**DESCRIPTION OF THE TASK:** In the listing below, locate the line containing "Place a dot on every instance of the socks, one"; reproduce that line and all lines that follow it, unchanged.

**RECORDS FOR THE EXERCISE:**
——
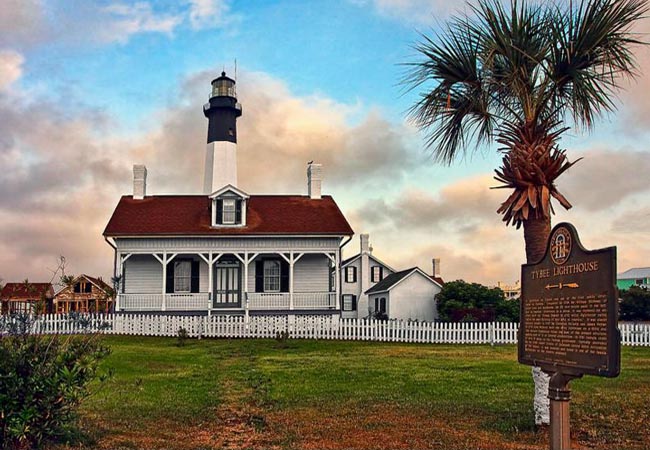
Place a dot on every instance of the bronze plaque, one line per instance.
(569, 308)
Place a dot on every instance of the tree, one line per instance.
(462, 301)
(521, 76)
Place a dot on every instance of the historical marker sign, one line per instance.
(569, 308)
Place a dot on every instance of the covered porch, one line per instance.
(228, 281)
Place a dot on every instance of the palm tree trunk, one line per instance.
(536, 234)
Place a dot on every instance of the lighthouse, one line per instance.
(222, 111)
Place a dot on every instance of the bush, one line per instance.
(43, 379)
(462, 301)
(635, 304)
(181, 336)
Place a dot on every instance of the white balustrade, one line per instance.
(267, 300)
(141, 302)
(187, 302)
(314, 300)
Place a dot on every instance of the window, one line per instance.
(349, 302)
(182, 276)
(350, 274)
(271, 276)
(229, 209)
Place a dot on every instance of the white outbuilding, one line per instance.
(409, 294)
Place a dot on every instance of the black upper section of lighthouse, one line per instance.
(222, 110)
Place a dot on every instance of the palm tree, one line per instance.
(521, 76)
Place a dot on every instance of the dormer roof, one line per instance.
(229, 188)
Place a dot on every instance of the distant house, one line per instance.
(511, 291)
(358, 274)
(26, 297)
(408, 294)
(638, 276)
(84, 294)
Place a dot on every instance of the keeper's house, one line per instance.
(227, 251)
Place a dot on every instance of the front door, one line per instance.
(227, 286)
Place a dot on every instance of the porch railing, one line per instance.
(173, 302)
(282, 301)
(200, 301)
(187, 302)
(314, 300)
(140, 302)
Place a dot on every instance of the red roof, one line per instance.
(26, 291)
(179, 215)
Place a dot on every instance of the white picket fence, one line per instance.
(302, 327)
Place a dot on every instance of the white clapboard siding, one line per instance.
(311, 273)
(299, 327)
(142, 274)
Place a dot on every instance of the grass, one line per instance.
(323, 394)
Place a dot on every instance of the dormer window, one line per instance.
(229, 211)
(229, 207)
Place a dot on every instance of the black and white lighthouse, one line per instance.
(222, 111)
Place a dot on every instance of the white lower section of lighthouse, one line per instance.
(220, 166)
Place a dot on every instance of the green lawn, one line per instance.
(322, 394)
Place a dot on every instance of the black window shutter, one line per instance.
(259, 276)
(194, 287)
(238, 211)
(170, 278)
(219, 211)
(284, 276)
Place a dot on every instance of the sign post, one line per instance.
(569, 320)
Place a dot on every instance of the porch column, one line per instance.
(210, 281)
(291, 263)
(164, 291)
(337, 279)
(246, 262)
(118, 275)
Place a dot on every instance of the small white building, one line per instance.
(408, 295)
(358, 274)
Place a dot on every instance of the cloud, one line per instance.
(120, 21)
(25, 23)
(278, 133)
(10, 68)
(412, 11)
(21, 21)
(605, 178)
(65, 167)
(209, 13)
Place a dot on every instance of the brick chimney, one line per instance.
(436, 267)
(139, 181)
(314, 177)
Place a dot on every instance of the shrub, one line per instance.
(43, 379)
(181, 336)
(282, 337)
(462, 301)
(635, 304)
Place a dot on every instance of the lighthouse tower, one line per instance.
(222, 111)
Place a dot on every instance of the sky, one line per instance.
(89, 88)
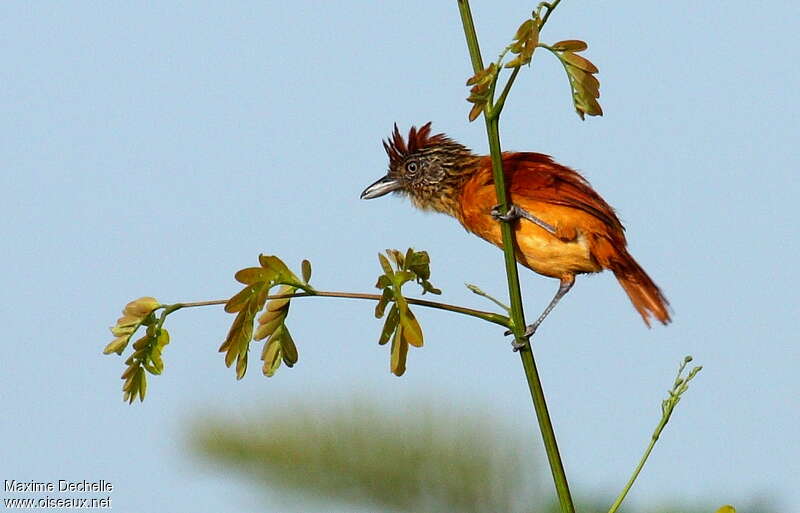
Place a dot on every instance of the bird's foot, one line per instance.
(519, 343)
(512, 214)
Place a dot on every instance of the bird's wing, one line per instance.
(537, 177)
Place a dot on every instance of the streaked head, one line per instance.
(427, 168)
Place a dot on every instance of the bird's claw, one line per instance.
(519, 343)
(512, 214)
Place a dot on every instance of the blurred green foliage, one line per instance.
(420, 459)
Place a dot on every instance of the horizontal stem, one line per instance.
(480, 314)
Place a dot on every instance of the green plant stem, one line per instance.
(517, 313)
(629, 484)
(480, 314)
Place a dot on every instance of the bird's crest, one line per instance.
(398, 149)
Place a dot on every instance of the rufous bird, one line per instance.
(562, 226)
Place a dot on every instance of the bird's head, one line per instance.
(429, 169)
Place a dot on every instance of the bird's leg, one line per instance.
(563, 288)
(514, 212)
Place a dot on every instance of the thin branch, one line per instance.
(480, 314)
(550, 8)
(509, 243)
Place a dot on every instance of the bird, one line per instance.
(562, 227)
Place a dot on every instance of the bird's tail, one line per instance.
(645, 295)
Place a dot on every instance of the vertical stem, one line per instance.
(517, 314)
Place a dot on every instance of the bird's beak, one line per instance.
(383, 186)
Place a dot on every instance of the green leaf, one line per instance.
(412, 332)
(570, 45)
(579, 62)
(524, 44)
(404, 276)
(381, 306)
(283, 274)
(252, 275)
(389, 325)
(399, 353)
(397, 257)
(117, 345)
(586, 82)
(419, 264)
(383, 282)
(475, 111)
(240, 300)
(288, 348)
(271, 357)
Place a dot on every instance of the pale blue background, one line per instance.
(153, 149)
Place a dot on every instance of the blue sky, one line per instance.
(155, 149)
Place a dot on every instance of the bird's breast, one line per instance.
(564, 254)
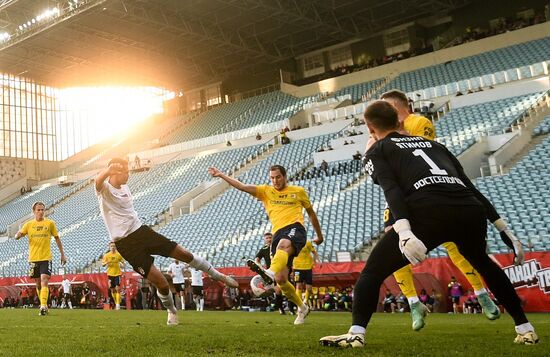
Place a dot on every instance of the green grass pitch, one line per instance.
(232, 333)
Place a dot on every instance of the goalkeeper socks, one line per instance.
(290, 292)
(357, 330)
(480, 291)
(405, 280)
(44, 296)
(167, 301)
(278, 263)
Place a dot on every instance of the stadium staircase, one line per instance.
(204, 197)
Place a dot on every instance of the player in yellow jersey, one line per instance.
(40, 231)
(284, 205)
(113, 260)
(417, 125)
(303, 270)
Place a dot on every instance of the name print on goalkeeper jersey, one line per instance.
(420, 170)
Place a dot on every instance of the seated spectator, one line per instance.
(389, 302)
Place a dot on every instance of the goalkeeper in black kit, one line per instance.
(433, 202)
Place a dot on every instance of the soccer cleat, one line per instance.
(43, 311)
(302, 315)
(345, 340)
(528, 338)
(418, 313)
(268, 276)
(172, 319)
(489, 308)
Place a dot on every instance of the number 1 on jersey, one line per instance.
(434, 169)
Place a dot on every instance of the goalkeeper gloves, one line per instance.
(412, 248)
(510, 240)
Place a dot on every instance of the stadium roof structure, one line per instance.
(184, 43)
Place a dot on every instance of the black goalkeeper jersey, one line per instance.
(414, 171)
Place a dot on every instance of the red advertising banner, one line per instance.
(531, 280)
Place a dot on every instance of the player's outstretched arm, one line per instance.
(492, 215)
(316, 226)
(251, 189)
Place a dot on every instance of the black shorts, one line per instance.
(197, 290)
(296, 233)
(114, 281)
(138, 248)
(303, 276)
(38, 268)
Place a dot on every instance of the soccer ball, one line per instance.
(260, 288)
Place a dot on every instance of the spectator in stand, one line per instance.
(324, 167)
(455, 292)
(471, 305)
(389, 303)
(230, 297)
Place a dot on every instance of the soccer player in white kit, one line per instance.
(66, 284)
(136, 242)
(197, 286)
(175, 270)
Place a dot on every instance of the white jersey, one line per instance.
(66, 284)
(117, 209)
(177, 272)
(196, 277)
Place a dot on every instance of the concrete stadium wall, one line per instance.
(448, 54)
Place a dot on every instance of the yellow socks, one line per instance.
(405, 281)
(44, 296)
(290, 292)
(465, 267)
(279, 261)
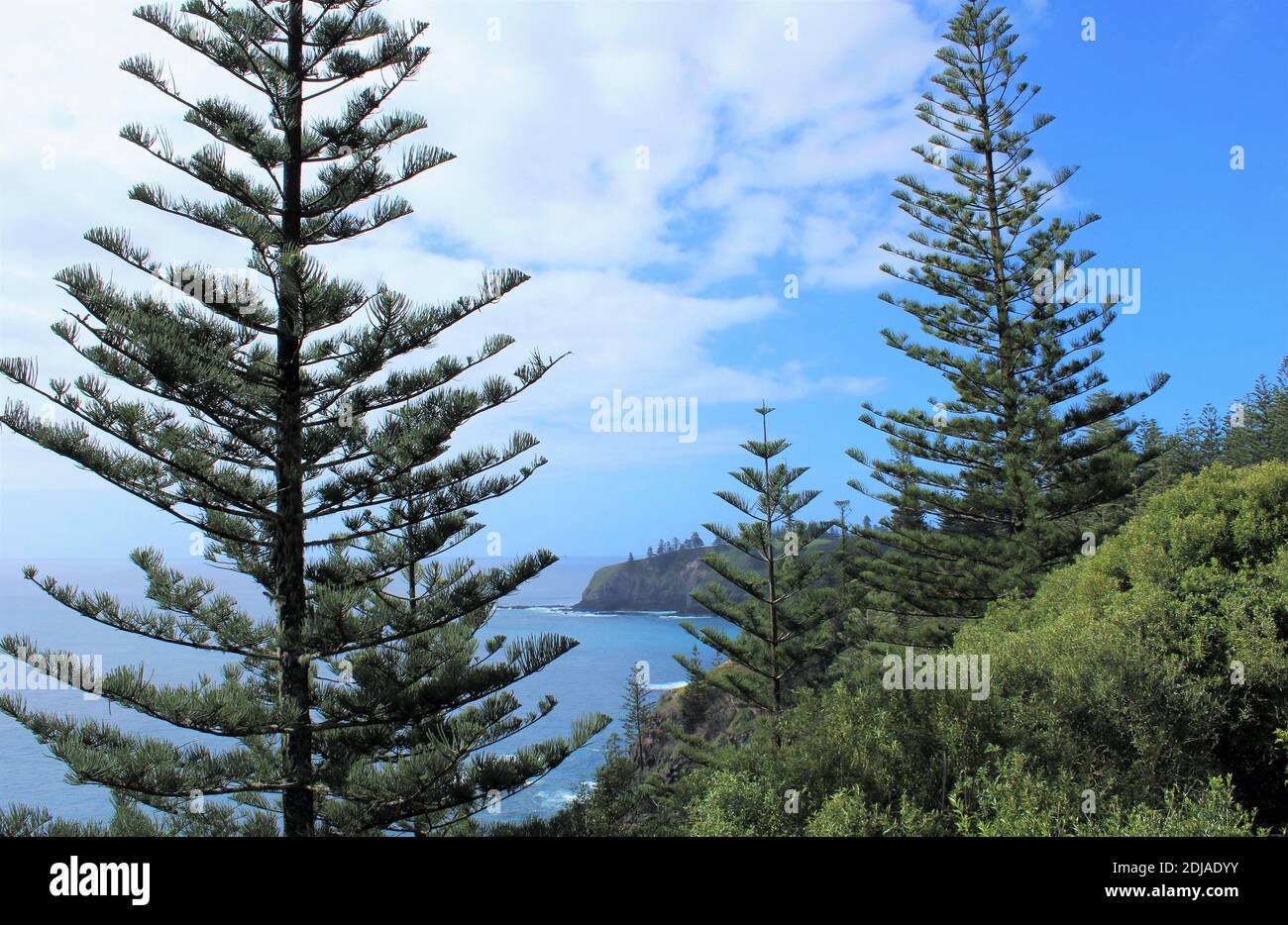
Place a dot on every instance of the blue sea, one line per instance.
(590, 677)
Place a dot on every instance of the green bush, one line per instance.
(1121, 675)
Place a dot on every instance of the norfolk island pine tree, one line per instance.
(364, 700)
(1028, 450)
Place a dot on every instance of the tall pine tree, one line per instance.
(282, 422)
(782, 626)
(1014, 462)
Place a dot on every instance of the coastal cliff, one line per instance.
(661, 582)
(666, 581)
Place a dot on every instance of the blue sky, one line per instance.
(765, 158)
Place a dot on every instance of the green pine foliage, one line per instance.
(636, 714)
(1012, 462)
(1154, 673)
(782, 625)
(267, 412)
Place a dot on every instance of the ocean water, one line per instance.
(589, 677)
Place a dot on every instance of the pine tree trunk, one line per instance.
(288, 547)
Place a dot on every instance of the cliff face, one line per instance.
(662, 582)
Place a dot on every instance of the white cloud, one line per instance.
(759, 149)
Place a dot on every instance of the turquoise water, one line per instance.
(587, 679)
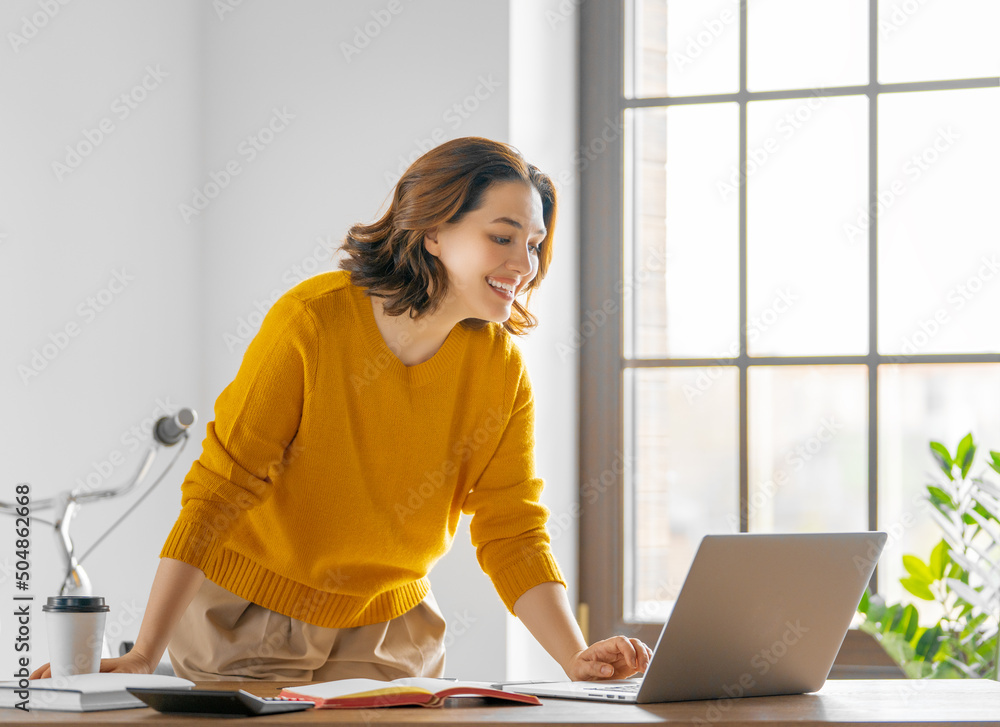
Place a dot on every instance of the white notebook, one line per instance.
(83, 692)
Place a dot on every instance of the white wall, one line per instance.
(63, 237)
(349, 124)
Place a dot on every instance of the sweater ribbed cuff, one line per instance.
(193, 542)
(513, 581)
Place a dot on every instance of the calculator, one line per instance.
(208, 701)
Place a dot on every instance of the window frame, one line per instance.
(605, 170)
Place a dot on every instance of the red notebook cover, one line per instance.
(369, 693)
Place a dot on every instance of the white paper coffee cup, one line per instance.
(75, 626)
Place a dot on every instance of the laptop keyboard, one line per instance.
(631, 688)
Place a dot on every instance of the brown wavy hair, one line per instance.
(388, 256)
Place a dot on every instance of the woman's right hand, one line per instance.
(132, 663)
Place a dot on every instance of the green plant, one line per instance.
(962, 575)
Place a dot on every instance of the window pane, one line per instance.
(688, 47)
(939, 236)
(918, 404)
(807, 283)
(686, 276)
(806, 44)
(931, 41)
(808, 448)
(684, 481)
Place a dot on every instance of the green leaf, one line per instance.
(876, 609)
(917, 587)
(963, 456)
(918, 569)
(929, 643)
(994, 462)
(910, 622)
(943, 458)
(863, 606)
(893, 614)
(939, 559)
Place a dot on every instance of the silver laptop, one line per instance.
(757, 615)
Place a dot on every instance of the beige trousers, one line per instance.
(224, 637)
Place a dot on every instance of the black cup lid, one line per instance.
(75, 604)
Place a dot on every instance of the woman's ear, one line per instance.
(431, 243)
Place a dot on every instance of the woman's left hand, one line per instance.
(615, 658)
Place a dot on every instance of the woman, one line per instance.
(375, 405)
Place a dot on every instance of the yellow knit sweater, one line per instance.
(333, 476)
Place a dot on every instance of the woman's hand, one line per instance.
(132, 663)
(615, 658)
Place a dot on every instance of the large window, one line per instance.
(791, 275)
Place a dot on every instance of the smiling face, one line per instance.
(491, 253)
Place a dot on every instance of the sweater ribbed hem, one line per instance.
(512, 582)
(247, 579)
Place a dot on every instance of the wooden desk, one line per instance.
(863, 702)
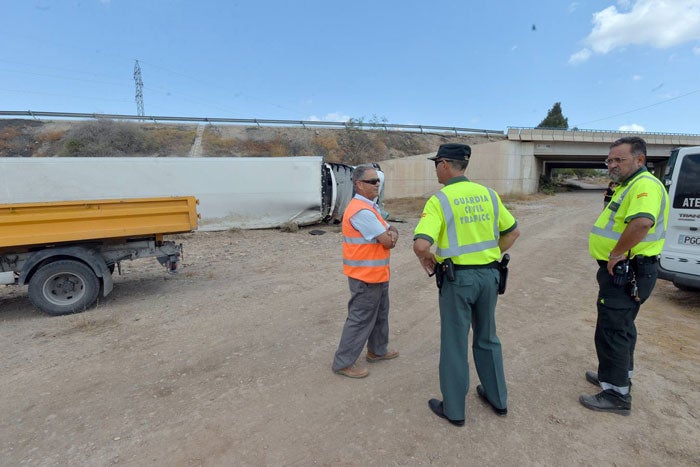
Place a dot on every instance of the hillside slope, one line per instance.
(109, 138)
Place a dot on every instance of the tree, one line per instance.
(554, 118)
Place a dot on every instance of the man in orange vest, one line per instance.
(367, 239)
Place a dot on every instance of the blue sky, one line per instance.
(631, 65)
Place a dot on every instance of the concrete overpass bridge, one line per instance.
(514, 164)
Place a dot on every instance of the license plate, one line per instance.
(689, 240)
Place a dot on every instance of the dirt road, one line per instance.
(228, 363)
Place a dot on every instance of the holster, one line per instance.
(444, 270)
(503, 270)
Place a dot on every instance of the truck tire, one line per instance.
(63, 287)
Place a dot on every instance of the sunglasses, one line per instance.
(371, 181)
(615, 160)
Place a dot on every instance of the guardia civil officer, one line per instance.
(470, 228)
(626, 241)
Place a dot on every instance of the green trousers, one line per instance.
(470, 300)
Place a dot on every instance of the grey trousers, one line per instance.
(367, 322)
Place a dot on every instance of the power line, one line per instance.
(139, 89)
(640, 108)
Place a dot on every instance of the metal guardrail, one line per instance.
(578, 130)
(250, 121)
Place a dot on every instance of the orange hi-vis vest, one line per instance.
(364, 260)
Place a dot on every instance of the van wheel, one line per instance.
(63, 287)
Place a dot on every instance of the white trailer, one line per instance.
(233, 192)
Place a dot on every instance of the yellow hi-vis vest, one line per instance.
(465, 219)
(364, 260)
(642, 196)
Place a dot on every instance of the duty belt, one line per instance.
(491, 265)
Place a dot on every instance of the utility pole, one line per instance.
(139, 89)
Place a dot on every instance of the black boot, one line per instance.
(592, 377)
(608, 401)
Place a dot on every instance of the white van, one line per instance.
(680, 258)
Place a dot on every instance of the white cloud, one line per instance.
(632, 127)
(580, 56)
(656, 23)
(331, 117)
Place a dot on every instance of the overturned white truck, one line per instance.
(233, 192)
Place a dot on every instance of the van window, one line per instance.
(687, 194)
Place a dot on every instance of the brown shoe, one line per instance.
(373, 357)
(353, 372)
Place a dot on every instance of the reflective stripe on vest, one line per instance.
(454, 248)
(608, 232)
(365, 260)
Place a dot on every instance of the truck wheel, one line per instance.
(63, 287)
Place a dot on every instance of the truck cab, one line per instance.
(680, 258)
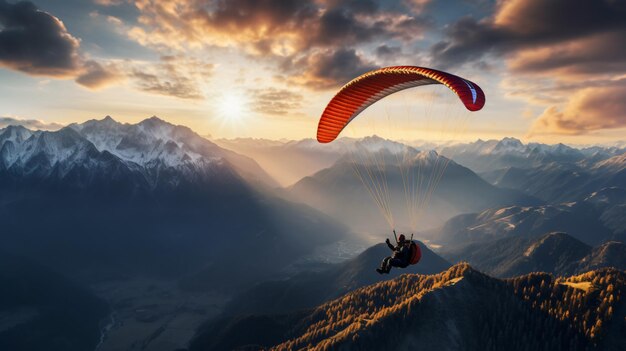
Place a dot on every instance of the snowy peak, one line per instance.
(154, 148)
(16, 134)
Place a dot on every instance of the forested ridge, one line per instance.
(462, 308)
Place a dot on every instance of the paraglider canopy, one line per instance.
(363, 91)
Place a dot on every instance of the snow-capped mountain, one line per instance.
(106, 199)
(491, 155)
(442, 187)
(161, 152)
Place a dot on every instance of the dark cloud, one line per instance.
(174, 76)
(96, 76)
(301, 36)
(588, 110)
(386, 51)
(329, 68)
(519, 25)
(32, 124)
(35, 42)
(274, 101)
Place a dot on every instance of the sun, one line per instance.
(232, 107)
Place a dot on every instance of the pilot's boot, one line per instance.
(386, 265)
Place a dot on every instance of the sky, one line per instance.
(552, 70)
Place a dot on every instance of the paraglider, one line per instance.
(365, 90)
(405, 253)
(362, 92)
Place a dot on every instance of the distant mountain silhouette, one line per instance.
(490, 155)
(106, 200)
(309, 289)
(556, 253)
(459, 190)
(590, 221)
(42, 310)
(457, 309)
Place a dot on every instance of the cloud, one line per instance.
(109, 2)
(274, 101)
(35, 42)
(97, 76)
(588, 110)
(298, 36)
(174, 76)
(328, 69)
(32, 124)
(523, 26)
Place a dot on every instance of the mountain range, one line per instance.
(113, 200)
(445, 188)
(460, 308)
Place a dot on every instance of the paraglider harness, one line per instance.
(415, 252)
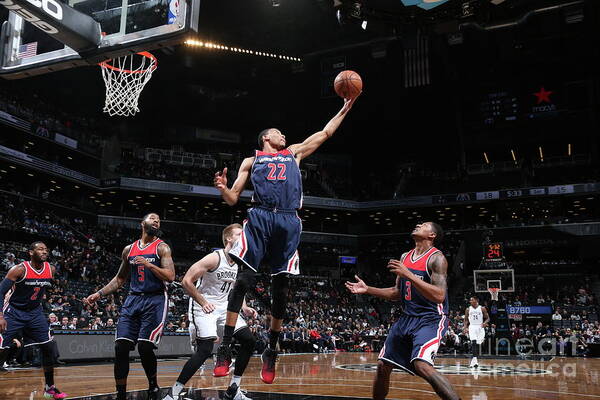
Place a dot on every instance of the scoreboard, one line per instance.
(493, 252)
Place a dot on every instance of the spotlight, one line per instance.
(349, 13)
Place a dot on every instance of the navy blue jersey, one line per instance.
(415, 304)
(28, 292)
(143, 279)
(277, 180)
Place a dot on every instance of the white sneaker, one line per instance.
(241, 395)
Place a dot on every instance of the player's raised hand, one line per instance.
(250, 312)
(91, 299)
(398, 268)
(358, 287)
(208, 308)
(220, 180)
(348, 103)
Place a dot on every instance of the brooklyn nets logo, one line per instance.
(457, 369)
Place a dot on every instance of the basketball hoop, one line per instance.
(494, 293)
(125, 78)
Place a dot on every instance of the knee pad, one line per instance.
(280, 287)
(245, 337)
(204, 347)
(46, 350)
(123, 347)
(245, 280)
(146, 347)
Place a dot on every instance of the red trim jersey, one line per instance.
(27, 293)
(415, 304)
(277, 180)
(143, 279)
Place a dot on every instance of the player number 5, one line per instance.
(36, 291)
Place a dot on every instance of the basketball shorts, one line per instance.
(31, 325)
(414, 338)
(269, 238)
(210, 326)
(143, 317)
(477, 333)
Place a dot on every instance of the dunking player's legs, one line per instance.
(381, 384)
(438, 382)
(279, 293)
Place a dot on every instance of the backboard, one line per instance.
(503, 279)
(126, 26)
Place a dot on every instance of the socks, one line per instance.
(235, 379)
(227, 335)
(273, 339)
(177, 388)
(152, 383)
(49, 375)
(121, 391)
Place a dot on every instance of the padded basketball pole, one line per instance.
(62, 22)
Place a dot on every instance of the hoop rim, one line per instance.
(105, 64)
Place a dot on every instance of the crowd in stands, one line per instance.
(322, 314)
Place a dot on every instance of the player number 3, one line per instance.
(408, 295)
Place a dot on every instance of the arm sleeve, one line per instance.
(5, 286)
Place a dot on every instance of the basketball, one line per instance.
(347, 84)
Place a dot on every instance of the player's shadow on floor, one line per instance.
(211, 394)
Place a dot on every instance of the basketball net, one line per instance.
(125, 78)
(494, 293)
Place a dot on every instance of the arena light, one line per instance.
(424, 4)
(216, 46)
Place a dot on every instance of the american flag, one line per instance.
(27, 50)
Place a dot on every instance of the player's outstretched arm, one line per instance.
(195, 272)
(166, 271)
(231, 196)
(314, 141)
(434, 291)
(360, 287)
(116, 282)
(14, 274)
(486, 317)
——
**SOLVED EXERCISE:**
Place a dot on every instance of the socks, one line per instance.
(235, 379)
(227, 335)
(273, 339)
(177, 388)
(152, 383)
(49, 375)
(121, 391)
Place a dot on every instance of the padded basketball pole, one line per instance.
(62, 22)
Place a dot on every instance of the hoop rim, one line per instance.
(105, 64)
Place a dot on every instance of the crowd in stands, one line per instance.
(322, 314)
Place a dot on every instance of the player number 3, one line per instance.
(408, 295)
Place a dot on every instance of the arm sleeve, one line per instance.
(5, 286)
Place a dot on every instance of the basketball, one line per instance.
(347, 84)
Place a dot on every instance of the player's shadow on floor, one line per instance.
(211, 394)
Place a dot on every instance of the basketball net, one line per instance.
(125, 78)
(494, 293)
Place a dot on every instance of the arena light, one line per instance.
(424, 4)
(216, 46)
Place a dot on every instance of the american flag, one line per instance.
(27, 50)
Place a dot on every instance of the player's outstretched arm, one line per instance.
(195, 272)
(166, 271)
(231, 196)
(314, 141)
(434, 291)
(360, 287)
(116, 282)
(14, 274)
(486, 317)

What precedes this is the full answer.